▶ Aufgabenstellung
Schreibe alle Personennamen heraus, die in der Filmkritik zu „Oslo-Stories: Träume“ genannt werden.

Oslo-Stories: Träume – Kritik

Johanne verliebt sich in Johanna. Nur ein Buchstaben trennt die beiden Hauptfiguren in Dag Johan Haugeruds Berlinale-Gewinner Oslo-Stories: Träume. Erzählt wird – meisterlich - die intime Geschichte einer ersten Liebe, die aus der Literatur kommt und wieder in sie zurück fließt.

Oslo-Stories: Träume (Drømmer) ist ein Film über die Liebe und über die Literatur. Johanne ist siebzehn, eine junge Frau, der diese erste Liebe widerfährt und die von dieser ersten Liebe erzählt. Ihre Stimme ist schon dem Blick in die Wolken, die Wolken von Oslo, über die sie ganz zu Beginn nachdenkt, unterlegt. Wolkengeboren ist diese Geschichte, aber die Liebe, von der sie erzählt, ist auch angeregt, vorgespurt von der Literatur. Johanne nennt als Erzählerin selbst den Titel des Buchs, “L’esprit de famille”, das sie liest, in dem sie von einer Liebe liest, die sie, in schlagenden Details ganz ähnlich, einholend und wiederholend erlebt und imaginiert.

▶ Quelldaten
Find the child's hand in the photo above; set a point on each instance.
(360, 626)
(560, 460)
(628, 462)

▶ Lösung
Johanne, Johanna, Dag Johan Haugerud